> **What this task involves**:
Each entry below must appear in the output exactly as written.
:::
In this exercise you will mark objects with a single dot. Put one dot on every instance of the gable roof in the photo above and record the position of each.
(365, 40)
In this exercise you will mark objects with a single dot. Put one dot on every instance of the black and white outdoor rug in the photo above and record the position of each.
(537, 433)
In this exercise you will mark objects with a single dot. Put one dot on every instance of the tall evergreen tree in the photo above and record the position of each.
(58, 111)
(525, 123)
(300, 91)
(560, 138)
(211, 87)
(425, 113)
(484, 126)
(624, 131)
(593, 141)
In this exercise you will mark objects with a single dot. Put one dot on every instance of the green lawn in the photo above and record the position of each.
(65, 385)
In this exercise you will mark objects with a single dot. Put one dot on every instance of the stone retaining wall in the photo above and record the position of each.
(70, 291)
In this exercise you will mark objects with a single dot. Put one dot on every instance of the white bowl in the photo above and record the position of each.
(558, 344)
:::
> **Completed exercise**:
In this exercise you will mark objects with a single dot. Put one dot on every instance of the gable roof in the photo above and record the position of each.
(365, 40)
In this exercise you will mark objects with a single dot. Put one dot on every instance of the black and white outdoor rug in the photo above and record the position of each.
(537, 433)
In this exercise you will mark objects with a single dot. Put one dot on every instance of the tall evergreen tree in the photo above and record the position of each.
(58, 111)
(525, 123)
(300, 91)
(560, 138)
(211, 87)
(425, 113)
(484, 126)
(624, 131)
(593, 141)
In this exercise you will mark objects with a single dot. Put one dot on every instance of the green lawn in the photo above and record the position of each.
(65, 385)
In this exercise you will mark objects with a single dot. Put one dot on every instance of the stone retaining wall in the photo above and record the position of each.
(70, 291)
In this exercise you will mark objects with a single dot. Put one dot on every instance of the white bowl in the photo above and record the position of each.
(558, 344)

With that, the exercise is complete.